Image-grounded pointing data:
■ ■ ■ ■ ■

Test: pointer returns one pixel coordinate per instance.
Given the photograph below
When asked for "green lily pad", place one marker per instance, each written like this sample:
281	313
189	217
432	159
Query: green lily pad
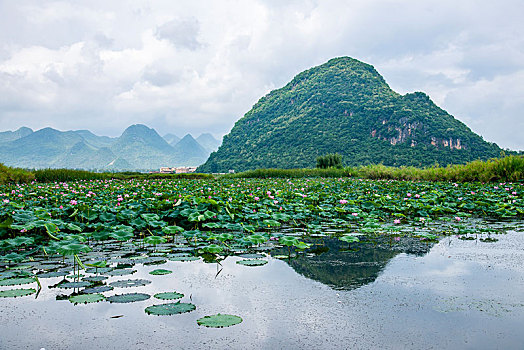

■ ■ ■ ■ ■

#### Action item
Filter the entries above down to the lines that contain "green".

#### Exercise output
When asked for "green lily pad", place one marker per instance, each written like this sample:
Query: green lily pad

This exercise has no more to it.